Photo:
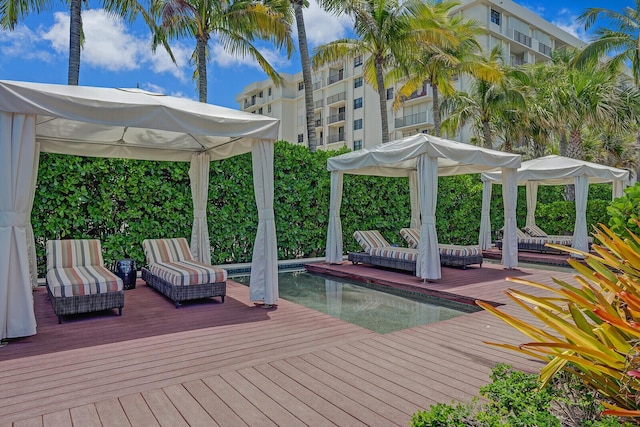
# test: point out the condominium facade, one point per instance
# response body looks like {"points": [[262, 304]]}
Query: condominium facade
{"points": [[346, 109]]}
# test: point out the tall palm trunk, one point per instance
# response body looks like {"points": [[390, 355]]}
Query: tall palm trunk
{"points": [[486, 130], [75, 37], [382, 95], [436, 109], [306, 74], [201, 47]]}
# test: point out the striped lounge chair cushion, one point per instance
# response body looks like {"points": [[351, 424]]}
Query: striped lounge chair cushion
{"points": [[458, 250], [166, 250], [411, 236], [370, 239], [405, 254], [73, 253], [534, 231], [82, 280], [185, 273]]}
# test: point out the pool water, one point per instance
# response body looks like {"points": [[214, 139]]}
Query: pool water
{"points": [[378, 308]]}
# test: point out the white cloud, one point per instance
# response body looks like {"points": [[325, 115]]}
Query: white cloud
{"points": [[322, 27], [24, 43]]}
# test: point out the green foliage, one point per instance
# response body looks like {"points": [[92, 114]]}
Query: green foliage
{"points": [[624, 212], [515, 399], [122, 202]]}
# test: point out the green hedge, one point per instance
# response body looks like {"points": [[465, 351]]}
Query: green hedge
{"points": [[122, 202]]}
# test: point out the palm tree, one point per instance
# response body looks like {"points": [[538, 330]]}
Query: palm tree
{"points": [[620, 39], [487, 99], [12, 12], [439, 65], [388, 30], [236, 23]]}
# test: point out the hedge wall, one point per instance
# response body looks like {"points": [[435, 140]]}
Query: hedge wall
{"points": [[122, 202]]}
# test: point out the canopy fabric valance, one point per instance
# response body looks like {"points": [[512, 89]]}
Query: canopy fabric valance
{"points": [[122, 123], [421, 158]]}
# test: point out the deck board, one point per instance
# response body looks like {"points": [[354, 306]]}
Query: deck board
{"points": [[237, 364]]}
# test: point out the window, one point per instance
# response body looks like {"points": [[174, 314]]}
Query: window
{"points": [[495, 17], [389, 93]]}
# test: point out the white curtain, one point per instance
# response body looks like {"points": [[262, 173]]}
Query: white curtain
{"points": [[532, 199], [415, 203], [580, 240], [334, 231], [18, 173], [264, 264], [484, 240], [199, 176], [428, 265], [509, 237]]}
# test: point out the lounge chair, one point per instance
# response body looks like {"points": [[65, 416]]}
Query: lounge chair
{"points": [[377, 251], [77, 280], [537, 243], [450, 255], [172, 270]]}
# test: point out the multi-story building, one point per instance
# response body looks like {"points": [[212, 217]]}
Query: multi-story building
{"points": [[347, 111]]}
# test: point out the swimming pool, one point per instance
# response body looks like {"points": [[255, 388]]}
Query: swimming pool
{"points": [[378, 308]]}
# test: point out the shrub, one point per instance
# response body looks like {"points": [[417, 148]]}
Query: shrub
{"points": [[624, 212]]}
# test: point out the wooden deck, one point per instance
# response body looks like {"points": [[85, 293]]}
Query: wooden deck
{"points": [[237, 364]]}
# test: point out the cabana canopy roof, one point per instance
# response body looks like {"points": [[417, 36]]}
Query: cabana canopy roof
{"points": [[559, 170], [398, 158], [131, 123]]}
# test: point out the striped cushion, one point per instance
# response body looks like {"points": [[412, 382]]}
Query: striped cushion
{"points": [[534, 231], [370, 239], [82, 280], [457, 250], [406, 254], [184, 273], [411, 236], [166, 250], [73, 253]]}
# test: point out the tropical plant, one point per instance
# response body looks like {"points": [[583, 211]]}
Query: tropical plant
{"points": [[438, 65], [237, 24], [12, 12], [388, 30], [589, 329]]}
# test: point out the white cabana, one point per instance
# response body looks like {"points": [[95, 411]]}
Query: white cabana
{"points": [[426, 157], [123, 123], [558, 170]]}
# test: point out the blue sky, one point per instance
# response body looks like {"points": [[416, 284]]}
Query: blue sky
{"points": [[117, 54]]}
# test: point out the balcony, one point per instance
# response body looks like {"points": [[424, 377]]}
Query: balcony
{"points": [[335, 77], [336, 118], [411, 120], [522, 38], [335, 138], [336, 98]]}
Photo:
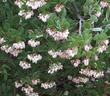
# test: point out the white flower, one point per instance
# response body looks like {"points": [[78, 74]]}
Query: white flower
{"points": [[26, 14], [58, 7], [33, 43], [43, 17], [24, 65], [34, 4]]}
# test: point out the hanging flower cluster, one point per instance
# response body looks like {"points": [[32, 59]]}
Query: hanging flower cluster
{"points": [[55, 67], [34, 57], [33, 4], [103, 46], [52, 63], [33, 43], [91, 73], [48, 85], [15, 49], [24, 65], [58, 35], [66, 54]]}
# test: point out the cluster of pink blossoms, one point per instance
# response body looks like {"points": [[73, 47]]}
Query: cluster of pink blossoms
{"points": [[103, 45], [57, 35], [34, 57], [55, 67], [33, 4], [27, 89], [15, 49], [48, 85], [66, 54], [91, 73], [78, 61], [33, 43], [103, 4]]}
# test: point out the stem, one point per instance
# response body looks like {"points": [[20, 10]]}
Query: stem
{"points": [[80, 27]]}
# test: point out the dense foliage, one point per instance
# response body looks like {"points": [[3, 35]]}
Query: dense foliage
{"points": [[54, 48]]}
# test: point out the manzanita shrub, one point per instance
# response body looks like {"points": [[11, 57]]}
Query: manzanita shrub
{"points": [[54, 48]]}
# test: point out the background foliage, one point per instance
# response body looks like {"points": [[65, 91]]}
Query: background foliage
{"points": [[93, 30]]}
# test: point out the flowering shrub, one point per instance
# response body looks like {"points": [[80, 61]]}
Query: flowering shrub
{"points": [[54, 48]]}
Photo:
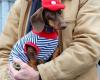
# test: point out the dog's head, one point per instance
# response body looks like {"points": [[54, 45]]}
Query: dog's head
{"points": [[44, 17]]}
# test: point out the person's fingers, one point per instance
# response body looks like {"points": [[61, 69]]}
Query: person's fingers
{"points": [[21, 63]]}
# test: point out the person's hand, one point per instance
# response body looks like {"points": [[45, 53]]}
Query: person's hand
{"points": [[25, 73]]}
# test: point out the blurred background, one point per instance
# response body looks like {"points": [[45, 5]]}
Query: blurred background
{"points": [[4, 9]]}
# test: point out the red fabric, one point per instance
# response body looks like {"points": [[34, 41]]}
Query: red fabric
{"points": [[33, 45], [52, 5], [52, 35]]}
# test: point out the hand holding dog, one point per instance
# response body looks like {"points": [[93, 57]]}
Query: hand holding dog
{"points": [[25, 73]]}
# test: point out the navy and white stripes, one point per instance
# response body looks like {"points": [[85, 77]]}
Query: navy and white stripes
{"points": [[46, 46]]}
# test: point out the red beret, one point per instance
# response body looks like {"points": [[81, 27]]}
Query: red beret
{"points": [[52, 5]]}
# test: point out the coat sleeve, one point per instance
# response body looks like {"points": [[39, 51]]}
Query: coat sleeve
{"points": [[83, 53], [8, 37]]}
+ + + + + + +
[Job] Copy the part of the listing that opens with the line containing "# test: point out the blurred" and closes with the end of the listing, including both ends.

[Exercise solution]
# test: point out the blurred background, one point per instance
# response body looks like {"points": [[45, 5]]}
Query: blurred background
{"points": [[4, 9]]}
# test: point out the red fabric, one point per instance
# response body looks like {"points": [[34, 41]]}
Query: red fabric
{"points": [[33, 45], [52, 5], [52, 35]]}
# test: point out the hand holding dog, one point per instance
# response body looks like {"points": [[93, 57]]}
Query: hand holding dog
{"points": [[25, 73]]}
# test: point out the navy and white stripes, one point per instance
# response body looks like {"points": [[85, 77]]}
Query: navy and white stripes
{"points": [[46, 46]]}
# test: point out the red beret, one point per instance
# response body looks like {"points": [[81, 27]]}
Query: red beret
{"points": [[52, 5]]}
# test: point out the coat sleeve, one point per instance
# response body looks like {"points": [[39, 51]]}
Query: coat sleeve
{"points": [[83, 53], [8, 37]]}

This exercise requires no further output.